Return all entries word for word, but drop any images.
>> start Records for the task
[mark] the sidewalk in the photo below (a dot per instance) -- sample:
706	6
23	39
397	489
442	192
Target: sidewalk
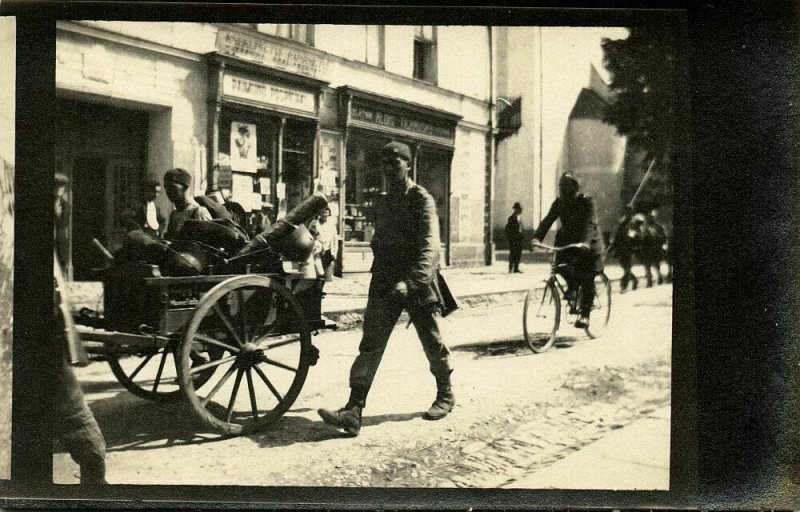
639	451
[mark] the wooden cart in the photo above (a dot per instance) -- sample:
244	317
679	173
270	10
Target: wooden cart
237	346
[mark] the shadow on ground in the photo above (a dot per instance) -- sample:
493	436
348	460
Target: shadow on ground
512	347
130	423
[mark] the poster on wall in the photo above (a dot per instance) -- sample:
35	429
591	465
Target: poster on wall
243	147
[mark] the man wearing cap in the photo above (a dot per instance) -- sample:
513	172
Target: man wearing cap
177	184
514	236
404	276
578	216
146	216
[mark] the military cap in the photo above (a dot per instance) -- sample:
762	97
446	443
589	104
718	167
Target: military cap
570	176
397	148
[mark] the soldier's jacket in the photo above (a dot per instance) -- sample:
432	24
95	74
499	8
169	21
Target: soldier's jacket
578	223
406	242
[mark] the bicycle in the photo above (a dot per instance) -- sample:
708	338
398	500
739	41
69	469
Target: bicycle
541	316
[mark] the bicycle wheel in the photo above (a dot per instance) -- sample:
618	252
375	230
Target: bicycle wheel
>> end Records for the task
→ Answer to the task
[mark] the sidewalk in the photo below (a dot per instance) -- sample:
706	6
23	39
397	489
442	192
Target: sidewalk
639	451
[mark] the wooden cart in the photo above (a dot per instance) -- sample:
244	317
679	173
270	10
Target: wooden cart
237	346
[mark] the shadow on ground in the photo above (a dot per instance) -- sample:
493	436
348	460
Target: shadow on ground
512	347
130	423
[mark] the poster on wall in the photo above (a dot per instance) -- sample:
35	429
591	465
Target: poster on wall
243	147
[mark] the man wearing cap in the photo above (a dot per instance) -- sample:
513	172
Target: man wearing cap
177	184
514	236
404	276
578	216
146	216
[mark] the military cap in the photo above (a dot per instance) -- sample:
762	97
446	443
589	104
718	167
Target: military cap
570	176
397	148
[mark] the soldier's jacket in the photo above (a dot per instance) -- sample:
432	24
95	74
499	8
169	21
Target: soldier's jacket
578	223
406	242
[mark] the bicycle in the photo above (a dot per instance) -- sample:
708	338
398	500
739	41
69	469
Target: bicycle
541	316
[mark] the bicycle wheel in the photo above (a dot per instance) -- sample:
618	252
375	230
Target: bicycle wheel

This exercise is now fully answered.